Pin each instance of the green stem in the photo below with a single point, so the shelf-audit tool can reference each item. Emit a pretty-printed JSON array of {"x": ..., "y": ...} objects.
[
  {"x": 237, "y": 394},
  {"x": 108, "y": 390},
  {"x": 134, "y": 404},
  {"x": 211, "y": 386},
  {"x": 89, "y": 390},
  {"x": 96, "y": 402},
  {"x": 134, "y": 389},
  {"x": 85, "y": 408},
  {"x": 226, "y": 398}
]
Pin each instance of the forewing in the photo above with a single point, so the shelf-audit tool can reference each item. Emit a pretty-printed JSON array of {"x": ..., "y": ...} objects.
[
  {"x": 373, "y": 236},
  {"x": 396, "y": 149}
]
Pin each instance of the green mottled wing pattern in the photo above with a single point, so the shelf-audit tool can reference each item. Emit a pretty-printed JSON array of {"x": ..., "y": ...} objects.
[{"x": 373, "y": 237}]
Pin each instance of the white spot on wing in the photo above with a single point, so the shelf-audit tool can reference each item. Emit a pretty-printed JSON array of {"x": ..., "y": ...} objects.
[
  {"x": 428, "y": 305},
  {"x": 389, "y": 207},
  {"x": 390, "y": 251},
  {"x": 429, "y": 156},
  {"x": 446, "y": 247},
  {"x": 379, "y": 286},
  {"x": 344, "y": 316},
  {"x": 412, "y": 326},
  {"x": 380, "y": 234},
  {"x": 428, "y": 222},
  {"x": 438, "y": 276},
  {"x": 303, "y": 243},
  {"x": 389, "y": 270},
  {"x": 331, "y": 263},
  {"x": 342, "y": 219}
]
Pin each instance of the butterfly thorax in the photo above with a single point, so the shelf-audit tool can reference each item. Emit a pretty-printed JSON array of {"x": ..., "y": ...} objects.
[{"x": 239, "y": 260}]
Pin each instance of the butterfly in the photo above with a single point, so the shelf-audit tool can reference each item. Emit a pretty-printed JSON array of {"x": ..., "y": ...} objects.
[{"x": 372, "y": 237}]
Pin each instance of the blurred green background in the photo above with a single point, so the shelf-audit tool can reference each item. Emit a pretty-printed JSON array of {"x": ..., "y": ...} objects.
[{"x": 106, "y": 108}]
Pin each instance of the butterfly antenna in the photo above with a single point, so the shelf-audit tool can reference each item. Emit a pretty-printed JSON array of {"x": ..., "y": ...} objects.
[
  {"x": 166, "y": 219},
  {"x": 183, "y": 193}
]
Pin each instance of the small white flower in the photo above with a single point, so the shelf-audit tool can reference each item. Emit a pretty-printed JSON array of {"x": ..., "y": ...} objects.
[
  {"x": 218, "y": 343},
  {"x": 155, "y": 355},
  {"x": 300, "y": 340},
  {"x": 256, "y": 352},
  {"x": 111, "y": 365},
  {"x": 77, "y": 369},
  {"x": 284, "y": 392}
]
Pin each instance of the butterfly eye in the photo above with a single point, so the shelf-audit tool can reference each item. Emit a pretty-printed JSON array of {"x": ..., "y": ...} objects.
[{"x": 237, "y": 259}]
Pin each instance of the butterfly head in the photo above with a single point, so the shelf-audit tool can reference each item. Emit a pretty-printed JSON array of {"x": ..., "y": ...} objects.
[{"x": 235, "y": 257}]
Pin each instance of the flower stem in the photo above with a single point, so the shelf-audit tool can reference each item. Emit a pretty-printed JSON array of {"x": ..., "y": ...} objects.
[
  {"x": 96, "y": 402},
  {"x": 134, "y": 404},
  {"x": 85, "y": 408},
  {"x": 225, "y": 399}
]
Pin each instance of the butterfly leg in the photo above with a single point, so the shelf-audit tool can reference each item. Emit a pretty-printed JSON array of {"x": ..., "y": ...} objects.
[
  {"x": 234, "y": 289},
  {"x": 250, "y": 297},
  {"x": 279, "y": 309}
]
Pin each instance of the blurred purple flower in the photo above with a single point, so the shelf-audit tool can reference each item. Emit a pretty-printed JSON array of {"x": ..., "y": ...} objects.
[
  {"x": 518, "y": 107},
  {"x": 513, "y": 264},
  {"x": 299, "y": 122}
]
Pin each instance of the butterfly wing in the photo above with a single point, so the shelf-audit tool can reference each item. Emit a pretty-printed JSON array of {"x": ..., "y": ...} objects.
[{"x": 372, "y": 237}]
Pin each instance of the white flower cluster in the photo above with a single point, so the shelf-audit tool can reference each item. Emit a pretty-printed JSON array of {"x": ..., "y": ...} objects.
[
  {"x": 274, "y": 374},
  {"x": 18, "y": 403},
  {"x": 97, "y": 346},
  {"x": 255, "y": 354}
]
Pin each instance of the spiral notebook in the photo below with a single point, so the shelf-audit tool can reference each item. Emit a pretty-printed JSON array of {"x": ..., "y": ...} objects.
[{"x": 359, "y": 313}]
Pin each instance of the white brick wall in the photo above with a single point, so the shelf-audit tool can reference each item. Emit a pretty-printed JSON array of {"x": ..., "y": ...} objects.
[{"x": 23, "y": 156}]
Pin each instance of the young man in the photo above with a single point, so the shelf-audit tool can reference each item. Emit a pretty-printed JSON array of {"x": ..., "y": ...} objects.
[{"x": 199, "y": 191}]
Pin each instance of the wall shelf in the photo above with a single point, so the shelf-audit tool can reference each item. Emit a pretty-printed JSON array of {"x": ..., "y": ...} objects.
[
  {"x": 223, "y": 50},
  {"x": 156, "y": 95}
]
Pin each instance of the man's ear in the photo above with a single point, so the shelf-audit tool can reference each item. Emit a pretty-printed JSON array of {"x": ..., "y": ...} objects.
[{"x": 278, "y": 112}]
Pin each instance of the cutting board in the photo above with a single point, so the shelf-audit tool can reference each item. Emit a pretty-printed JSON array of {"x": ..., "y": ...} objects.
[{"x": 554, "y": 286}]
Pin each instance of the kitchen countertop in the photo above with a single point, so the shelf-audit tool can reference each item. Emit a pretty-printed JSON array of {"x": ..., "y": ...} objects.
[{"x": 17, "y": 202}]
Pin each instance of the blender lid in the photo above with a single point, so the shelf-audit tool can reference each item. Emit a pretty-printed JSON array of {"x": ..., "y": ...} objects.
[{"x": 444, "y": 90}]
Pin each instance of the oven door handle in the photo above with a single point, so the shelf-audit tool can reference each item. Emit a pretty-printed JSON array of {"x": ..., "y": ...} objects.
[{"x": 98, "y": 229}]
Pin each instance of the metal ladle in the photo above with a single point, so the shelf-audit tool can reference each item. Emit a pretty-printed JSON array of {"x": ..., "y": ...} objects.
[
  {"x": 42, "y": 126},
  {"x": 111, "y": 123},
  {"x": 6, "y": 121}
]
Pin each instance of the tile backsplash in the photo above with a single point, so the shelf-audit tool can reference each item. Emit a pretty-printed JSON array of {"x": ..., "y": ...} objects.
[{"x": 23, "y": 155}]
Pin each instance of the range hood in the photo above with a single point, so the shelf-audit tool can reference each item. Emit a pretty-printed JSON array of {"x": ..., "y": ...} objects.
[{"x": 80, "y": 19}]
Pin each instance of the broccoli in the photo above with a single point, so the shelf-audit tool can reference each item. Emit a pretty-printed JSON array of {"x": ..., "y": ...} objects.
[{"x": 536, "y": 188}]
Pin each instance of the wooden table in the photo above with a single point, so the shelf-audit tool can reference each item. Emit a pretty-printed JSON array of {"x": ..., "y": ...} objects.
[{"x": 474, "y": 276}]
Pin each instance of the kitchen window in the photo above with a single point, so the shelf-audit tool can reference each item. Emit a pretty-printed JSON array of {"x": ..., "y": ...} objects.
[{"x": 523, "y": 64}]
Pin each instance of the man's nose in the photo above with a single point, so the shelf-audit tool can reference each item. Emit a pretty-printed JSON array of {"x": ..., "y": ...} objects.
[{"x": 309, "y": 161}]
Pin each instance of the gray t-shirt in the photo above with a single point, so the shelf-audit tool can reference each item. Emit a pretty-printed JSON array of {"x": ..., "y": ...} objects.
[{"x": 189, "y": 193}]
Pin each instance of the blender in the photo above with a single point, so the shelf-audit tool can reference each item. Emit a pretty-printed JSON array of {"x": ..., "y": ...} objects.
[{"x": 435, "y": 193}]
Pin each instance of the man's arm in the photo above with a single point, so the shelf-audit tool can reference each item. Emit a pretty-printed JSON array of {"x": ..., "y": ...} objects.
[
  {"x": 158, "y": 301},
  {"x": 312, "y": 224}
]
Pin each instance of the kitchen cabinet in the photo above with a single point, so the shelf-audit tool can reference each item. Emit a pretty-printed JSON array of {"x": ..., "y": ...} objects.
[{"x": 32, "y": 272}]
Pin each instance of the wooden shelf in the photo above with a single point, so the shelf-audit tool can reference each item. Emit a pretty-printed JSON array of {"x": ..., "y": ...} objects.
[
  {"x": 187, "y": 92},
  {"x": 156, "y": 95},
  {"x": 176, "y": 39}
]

● ● ● ● ● ● ●

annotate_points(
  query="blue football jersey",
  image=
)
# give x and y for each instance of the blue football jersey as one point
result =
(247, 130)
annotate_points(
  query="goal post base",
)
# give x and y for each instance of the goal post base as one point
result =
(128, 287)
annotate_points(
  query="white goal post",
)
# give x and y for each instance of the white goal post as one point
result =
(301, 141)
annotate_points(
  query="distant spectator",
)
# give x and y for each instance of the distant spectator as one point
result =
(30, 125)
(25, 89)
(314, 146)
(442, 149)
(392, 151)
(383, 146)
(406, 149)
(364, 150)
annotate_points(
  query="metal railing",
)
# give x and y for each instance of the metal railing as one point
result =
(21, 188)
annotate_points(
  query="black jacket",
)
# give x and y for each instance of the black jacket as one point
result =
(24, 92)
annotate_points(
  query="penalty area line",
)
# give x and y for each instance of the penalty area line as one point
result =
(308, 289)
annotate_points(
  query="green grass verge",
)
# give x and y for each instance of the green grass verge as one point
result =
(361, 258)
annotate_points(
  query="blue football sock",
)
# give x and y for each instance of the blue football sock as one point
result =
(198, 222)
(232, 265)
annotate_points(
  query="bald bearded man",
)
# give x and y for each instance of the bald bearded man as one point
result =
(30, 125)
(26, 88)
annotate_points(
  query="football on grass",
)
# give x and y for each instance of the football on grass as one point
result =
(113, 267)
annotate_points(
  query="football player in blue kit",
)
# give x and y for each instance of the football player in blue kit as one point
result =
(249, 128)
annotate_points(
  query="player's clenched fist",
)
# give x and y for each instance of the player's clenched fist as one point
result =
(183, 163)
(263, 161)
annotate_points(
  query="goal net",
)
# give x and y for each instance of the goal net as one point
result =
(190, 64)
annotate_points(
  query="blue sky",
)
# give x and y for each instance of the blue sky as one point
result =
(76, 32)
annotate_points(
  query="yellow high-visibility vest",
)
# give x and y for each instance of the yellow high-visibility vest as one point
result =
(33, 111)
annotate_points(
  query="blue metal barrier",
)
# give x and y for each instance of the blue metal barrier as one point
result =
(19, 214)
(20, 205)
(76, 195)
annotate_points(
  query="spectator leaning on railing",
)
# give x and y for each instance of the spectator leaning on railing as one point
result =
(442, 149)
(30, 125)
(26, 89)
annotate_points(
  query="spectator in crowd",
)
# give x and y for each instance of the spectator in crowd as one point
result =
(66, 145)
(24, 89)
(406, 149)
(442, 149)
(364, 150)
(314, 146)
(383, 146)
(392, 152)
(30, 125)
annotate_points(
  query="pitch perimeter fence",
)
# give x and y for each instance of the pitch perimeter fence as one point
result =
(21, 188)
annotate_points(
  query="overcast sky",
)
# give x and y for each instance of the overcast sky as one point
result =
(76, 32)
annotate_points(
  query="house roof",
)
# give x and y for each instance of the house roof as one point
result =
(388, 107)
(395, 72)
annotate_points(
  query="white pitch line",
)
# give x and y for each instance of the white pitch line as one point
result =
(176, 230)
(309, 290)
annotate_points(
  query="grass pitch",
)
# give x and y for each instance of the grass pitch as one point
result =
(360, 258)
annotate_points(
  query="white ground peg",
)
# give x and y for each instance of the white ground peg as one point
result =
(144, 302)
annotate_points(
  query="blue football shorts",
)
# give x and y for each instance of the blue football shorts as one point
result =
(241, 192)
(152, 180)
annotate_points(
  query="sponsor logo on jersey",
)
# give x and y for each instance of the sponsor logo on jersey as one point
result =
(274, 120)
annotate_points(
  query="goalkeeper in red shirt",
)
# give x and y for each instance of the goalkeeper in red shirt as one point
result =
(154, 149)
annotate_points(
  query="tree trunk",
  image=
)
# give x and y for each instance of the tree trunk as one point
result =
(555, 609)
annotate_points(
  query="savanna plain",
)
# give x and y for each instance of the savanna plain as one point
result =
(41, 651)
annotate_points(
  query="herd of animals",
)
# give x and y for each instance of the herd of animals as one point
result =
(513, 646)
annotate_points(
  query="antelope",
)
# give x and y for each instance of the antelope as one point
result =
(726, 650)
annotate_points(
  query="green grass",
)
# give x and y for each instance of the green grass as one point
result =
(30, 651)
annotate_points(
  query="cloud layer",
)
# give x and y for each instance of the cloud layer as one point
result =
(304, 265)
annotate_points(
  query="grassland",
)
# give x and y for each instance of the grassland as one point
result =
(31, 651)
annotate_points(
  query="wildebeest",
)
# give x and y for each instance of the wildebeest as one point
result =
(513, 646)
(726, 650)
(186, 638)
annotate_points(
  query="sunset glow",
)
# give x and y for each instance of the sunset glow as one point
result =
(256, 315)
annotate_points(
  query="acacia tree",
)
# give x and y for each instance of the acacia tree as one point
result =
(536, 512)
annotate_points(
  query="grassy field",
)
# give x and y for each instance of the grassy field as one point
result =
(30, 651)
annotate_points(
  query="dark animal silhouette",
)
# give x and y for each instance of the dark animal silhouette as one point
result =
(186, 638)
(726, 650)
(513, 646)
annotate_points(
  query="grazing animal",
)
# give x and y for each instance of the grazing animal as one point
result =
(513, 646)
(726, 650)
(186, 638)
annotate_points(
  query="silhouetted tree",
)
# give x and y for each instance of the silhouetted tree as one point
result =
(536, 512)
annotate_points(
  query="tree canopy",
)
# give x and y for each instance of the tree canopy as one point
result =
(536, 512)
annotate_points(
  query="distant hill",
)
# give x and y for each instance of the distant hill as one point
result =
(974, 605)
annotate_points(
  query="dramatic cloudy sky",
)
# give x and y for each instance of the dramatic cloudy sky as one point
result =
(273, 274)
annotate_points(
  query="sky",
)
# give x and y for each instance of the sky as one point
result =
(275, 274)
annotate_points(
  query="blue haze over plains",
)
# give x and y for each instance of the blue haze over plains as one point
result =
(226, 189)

● ● ● ● ● ● ●

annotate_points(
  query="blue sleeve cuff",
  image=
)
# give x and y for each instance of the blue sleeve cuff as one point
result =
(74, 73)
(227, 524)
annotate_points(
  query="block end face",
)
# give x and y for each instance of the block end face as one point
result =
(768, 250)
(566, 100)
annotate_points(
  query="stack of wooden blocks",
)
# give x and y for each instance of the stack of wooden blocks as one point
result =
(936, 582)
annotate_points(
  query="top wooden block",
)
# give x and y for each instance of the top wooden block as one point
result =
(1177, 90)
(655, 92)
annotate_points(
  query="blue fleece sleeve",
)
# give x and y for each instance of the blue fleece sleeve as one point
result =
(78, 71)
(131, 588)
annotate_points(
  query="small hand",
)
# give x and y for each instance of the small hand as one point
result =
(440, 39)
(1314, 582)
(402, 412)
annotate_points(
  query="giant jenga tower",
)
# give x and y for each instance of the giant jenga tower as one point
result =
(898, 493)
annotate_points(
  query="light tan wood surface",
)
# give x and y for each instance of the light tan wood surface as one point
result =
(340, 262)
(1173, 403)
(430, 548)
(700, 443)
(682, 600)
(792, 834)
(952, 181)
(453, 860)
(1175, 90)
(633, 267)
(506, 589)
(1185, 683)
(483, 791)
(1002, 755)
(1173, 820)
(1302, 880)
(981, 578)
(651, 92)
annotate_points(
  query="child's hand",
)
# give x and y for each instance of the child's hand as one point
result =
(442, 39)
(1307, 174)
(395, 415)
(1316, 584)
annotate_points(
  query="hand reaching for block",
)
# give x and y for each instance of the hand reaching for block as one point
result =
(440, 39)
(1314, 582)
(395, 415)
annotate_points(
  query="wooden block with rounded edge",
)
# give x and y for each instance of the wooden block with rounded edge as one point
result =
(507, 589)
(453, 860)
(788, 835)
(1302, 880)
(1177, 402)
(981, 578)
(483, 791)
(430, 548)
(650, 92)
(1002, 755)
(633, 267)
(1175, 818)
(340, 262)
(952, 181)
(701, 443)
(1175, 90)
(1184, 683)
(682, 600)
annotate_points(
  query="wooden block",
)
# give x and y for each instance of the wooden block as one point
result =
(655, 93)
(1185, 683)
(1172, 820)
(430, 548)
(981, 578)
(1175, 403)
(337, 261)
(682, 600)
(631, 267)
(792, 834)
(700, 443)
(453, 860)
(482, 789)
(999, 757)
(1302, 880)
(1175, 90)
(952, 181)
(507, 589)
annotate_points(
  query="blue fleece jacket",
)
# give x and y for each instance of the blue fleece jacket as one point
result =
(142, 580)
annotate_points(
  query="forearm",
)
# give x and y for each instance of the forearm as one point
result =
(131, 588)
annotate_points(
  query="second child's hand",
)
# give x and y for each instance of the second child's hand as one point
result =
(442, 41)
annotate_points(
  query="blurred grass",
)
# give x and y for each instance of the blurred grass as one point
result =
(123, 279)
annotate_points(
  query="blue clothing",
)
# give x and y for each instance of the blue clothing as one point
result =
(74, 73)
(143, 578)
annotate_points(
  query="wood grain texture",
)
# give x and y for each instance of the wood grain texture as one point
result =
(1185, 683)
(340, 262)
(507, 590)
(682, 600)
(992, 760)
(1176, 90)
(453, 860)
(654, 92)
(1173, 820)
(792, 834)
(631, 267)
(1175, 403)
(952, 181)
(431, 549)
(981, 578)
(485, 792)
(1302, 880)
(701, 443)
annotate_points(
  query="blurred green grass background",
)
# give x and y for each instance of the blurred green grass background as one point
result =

● ● ● ● ● ● ●

Aim —
List every line of the listing above that contains the word "child", copying each line in full.

Completed exercise —
  query="child's hand",
# give x and y for each instance of the child's hand as one point
  query="second child's hand",
# give x and y for each instance of the second child's hand as one point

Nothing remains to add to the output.